**To do**
Exact duplicates of all entries are needed.

• • • • •

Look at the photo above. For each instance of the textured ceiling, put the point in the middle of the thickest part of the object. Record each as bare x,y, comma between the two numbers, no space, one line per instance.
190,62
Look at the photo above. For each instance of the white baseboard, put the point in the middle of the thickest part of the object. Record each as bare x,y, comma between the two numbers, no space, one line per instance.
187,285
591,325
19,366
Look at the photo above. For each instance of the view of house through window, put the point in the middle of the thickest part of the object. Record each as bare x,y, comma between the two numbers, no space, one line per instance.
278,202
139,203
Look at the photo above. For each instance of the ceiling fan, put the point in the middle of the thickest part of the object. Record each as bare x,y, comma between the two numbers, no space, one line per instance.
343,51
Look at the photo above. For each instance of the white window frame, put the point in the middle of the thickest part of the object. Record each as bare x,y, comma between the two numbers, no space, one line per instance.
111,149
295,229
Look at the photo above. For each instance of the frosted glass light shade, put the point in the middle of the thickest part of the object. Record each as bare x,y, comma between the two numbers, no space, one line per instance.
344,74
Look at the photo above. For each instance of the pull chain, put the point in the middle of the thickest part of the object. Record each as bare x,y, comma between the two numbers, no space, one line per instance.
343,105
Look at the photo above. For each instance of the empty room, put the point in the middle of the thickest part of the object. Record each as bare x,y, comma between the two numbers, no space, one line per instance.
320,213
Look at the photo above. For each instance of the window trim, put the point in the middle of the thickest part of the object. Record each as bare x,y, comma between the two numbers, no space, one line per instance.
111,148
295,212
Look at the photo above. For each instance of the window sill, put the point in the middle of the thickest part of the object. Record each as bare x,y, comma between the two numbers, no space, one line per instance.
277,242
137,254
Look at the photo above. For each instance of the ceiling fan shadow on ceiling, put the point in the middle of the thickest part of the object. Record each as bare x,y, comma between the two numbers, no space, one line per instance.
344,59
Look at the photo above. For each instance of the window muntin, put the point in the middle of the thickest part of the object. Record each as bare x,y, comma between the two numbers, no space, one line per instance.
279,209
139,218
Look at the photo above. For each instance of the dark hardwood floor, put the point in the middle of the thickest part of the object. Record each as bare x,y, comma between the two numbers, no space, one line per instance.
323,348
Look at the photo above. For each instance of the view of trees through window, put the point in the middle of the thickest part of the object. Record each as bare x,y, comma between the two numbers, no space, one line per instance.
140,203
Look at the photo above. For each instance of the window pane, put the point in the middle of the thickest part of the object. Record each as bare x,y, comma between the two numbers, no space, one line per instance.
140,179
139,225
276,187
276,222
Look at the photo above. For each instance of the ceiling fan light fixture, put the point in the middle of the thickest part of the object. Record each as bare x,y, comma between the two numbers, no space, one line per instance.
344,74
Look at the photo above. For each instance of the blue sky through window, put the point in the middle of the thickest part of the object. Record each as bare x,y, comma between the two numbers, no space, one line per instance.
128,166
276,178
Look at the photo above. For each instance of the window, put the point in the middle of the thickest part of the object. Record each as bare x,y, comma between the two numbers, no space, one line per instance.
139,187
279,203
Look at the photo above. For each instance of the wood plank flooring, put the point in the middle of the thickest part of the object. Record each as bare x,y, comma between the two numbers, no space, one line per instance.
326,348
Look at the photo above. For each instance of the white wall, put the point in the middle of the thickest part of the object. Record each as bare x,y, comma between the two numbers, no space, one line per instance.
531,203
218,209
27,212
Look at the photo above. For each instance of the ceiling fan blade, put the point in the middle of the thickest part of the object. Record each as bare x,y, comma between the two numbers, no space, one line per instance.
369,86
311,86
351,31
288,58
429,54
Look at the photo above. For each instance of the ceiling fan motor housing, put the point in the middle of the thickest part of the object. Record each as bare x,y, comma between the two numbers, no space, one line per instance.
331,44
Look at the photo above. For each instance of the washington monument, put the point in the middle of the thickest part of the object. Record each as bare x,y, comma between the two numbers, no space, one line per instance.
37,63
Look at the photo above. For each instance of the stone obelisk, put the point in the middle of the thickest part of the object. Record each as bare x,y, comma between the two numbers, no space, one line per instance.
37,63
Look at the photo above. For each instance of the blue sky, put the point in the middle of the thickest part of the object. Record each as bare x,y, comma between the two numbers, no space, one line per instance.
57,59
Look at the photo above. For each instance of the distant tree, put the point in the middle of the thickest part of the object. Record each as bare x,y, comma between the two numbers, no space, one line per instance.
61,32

• • • • •

**Reply**
Look at the photo above. For each instance of the textured ceiling, put the point in the middle of the thickest part of the object. Record each as bare x,y, comma between the two numbers, no space, one line per instance.
190,62
Look at the photo above. For each instance of the white baseboard, put the point in the middle of the thickest part of the object. Record each as bare x,y, comma between the two numbers, no space, one line per instance.
187,285
591,325
19,366
Look at the photo above. For each instance of the view of house through window, put the point in the middle of the thickest part of the object. Record each as bare x,y, comma between the two numbers, no space, one line per instance.
278,202
139,203
Look at the photo above. For each instance of the ceiling fan, put the point in the middle of the thickest part of the object. Record each as bare x,y, comma between the two numbers, no space, one line per instance.
343,51
Look at the photo above. For each instance of the white window frame, put the point in the middle of the thickest part of the object. Record each as bare x,y, comma between the two numbers, no space, one line per instance.
111,149
295,229
Look at the photo above. For each instance of the frosted glass light shade, put the point in the middle of the thickest part of the object. Record each as bare x,y, comma between the two numbers, no space, one line per instance.
344,74
Look at the photo above. For each instance of the pull chain, put the point in the middle of the thickest part of the object. Record each as bare x,y, comma between the two numbers, no space, one line per instance.
343,105
Look at the photo above. For each instance of the empty room, put the point in the middle of the thickest part of the object. Record each as bare x,y, comma between the two numbers, no space, one line per instance.
320,213
Look at the photo above. For each instance of the window trim, put the point in the middle of the thickest part of the object. Record each as bare x,y, comma between the two numbers, no space, one line per instance.
111,148
295,212
Look at the photo above. For each instance of the window sill, put the point in the middle of the thickest part of the object. Record each as bare x,y, comma between the two numbers, no space, one line per instance.
277,242
137,254
Look at the photo above. For each instance of the ceiling fan shadow on ceiling, put the point in the middle of the thickest part of the object. Record each as bare x,y, comma between the two numbers, no space, one line per instance.
344,59
Look at the photo above. For each instance of the window muntin, put the point in the middle of the thickest part of the object. Record each as bare x,y, comma between the two numbers, no space, one line per instance.
279,209
139,218
Look at the photo above. For each instance of the dark hardwood floor, put the point in the middle of the thickest part of the object. Record each as bare x,y, comma between the two numbers, no space, one line per instance.
323,348
Look at the photo above. For each instance of the view of trees through window, put the point in the middle of the thickest part of the object. Record each as bare x,y, comma between the two numbers, no space, one line per instance.
140,203
Look at the photo above. For each instance of the window pane, put the point in the middle of the thickest part of the object. Record each as bare x,y, comma between the two numbers, no space, one line per instance.
140,179
139,225
276,187
276,222
Look at the photo above. For each instance of the ceiling fan light fixture, put the point in the middle of the thickest part of the object. Record each as bare x,y, comma between the two numbers, no space, one line per instance.
344,74
Look at the photo above. For each instance of the blue sky through window, put the point in the middle of the thickest part of the object. Record each as bare x,y, comma between the two numbers, no space, one line per instance.
128,166
276,178
Look at the photo above. For each instance of the window, put the point in the middle of the thickest part of the object. Record each as bare x,y, comma between the two numbers, no space, one line per instance.
139,187
279,203
Look at the photo above. For each instance of the wood plank flooring, put the point in the middle of the thickest part of the object. Record each as bare x,y, comma between the two numbers, no space, one line per instance.
326,348
Look at the photo above. For each instance of the white wall, put the point in the middle of the thickest part of the object. Record each as bare x,y, comma between the two numbers, no space, one line per instance.
531,203
218,209
27,212
Look at the photo above. For each instance of the ceiling fan blade, put the point in the middle of the thickest part of the object. Record each as bare x,y, comma between the two numbers, no space, one line per instance.
369,86
311,86
351,31
288,58
429,54
Look at the photo above. For each instance of the ceiling fan motor housing, put the point in the middle of the thickest part of the object. Record each as bare x,y, comma between the two numbers, no space, one line per instance.
331,44
Look at the photo above. For each instance of the washington monument, put the point in the middle of the thickest part of the object. Record each as bare x,y, comma between the two numbers, no space, one line per instance.
37,63
Look at the photo above. For each instance of the stone obelisk, put the point in the middle of the thickest part of the object. Record each as bare x,y, comma between the two numbers, no space, one line per instance.
37,63
Look at the photo above. For each instance of the blue sky, put the point in the middle of the thickest part of the object. Record each as bare x,y, comma between the two numbers, no space, one line per instance.
57,59
Look at the photo above. For each instance of the distant tree, put the point in the middle of the thickest part of the object. Record each as bare x,y, comma between the two numbers, no space, one line per instance.
61,32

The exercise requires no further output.